Given problem 1:
Switch "wooden door" to "metal gate" in the extracted data entries below and reproduce those entries with nothing else changed. Omit the pictures from your output.

Passage to read:
--- START ---

This Peppermint Chocolate Cake recipe is perfect for your Christmas dessert table! It’s not only delicious but is also beautifully festive for the holiday season. And if you enjoy my Best Chocolate Cake, you will love this cake! It has the extra deliciousness of peppermint buttercream topped with homemade peppermint bark – and a little extra holiday flair!
Peppermint Chocolate Cake
Hello, deliciousness.
Two scrumptious, decadent treats come together in this beauty of a dessert. Both treats are fabulous, but this cake has something special for the holidays!
It tastes like the best peppermint bark you’ve ever tasted in cake form. Not to mention, there’s an out-of-this-world decadent Peppermint Buttercream Frosting atop this beautiful cake.
How to Make Peppermint Chocolate Cake
This beautiful cake is really easy to make. You’ll make my Best Chocolate Cake and add a Peppermint Buttercream to top it. Then top with the bark if you desire.
Here’s what you’ll need to make it.
Ingredients for Best Chocolate Cake
Be sure to see the recipe card below for the full listing of ingredients, instructions, notes, and estimated nutritional information.
You’ll need these dry ingredients to make my Best Chocolate Cake: all-purpose flour, sugar, unsweetened cocoa powder, baking powder, baking soda, salt, and espresso powder. I like to make homemade espresso powder, but you can also get it from your grocer or online if your grocer doesn’t stock it.

--- END ---

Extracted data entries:
--- START ---

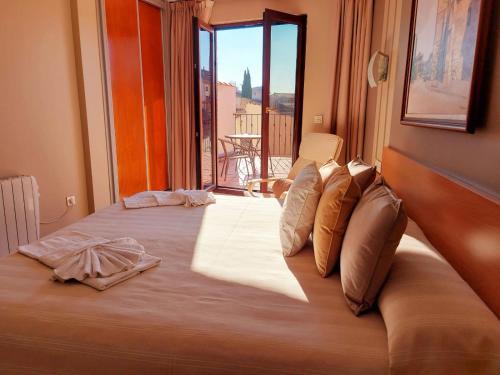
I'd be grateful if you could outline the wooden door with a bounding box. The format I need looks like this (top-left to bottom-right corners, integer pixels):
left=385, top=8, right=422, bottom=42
left=139, top=1, right=168, bottom=190
left=104, top=0, right=169, bottom=197
left=193, top=17, right=217, bottom=190
left=261, top=9, right=307, bottom=192
left=105, top=0, right=147, bottom=197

--- END ---

Given problem 2:
Answer these questions about the peppermint chocolate cake recipe above:
(a) What frosting goes on top of the cake?
(b) Which dry ingredient does the writer like to make at home?
(c) Where should the reader look for the full listing of ingredients, instructions, notes, and estimated nutritional information?

Task result 1:
I'd be grateful if you could outline the metal gate with a bounding box. The format I need looks like this (top-left to bottom-right corners, integer pixels):
left=385, top=8, right=422, bottom=42
left=139, top=1, right=168, bottom=190
left=104, top=0, right=169, bottom=197
left=193, top=17, right=217, bottom=190
left=261, top=9, right=307, bottom=192
left=105, top=0, right=147, bottom=197

Task result 2:
(a) Peppermint Buttercream Frosting
(b) Espresso powder
(c) The recipe card